## Start Excerpted passage

The story is told through the lives of two half brothers, Bruno and Michel. Bruno's miserable childhood, a victim of the sadism of boys in boarding school, is horrifically described as is his current pathetic existence searching for sexual satisfaction refused him due to his ugliness. Michel's life bears other frustrations. He has a penetrating intelligence and has been the love of a beautiful girl and woman all his life but has never been able to reciprocate it.

As Houellebecq sees it, the combination of greater sexual freedom, the destruction of traditional values through western left-wing political movements and the infiltration of American popular culture created a society comprised of a self obsessed left-liberal elite who hide (from themselves as much as others) their scathing selfishness in supposed tolerance and equality (though only for certain views and people) and various right-on opinions which they loudly proclaim at dinner parties in affluent suburbs before retiring to smug, self-satisfied sleep in king sized, upholstered beds with fragrant wives.

## End Excerpted passage

◆ **What to do**:
a. Please decide whether each statement below agrees with the review excerpt, answering yes or no and quoting the words from the review excerpt that settle it.
(i) Bruno and Michel are half brothers.
(ii) Michel has returned the love the beautiful woman has given him.
(iii) The review excerpt says Bruno is refused sexual satisfaction because of his ugliness.
b. In the review excerpt, take the part that opens with the words containing "As Houellebecq sees" and closes with "with fragrant wives.", and write it out again, switching "dinner parties" for "cocktail parties".

## Start Source material

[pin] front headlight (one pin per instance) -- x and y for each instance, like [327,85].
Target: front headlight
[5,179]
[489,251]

## End Source material

◆ **Responses by task**:
a.
(i) Yes: "two half brothers, Bruno and Michel"
(ii) No: "has never been able to reciprocate it"
(iii) Yes: "refused him due to his ugliness"

b.
As Houellebecq sees it, the combination of greater sexual freedom, the destruction of traditional values through western left-wing political movements and the infiltration of American popular culture created a society comprised of a self obsessed left-liberal elite who hide (from themselves as much as others) their scathing selfishness in supposed tolerance and equality (though only for certain views and people) and various right-on opinions which they loudly proclaim at cocktail parties in affluent suburbs before retiring to smug, self-satisfied sleep in king sized, upholstered beds with fragrant wives.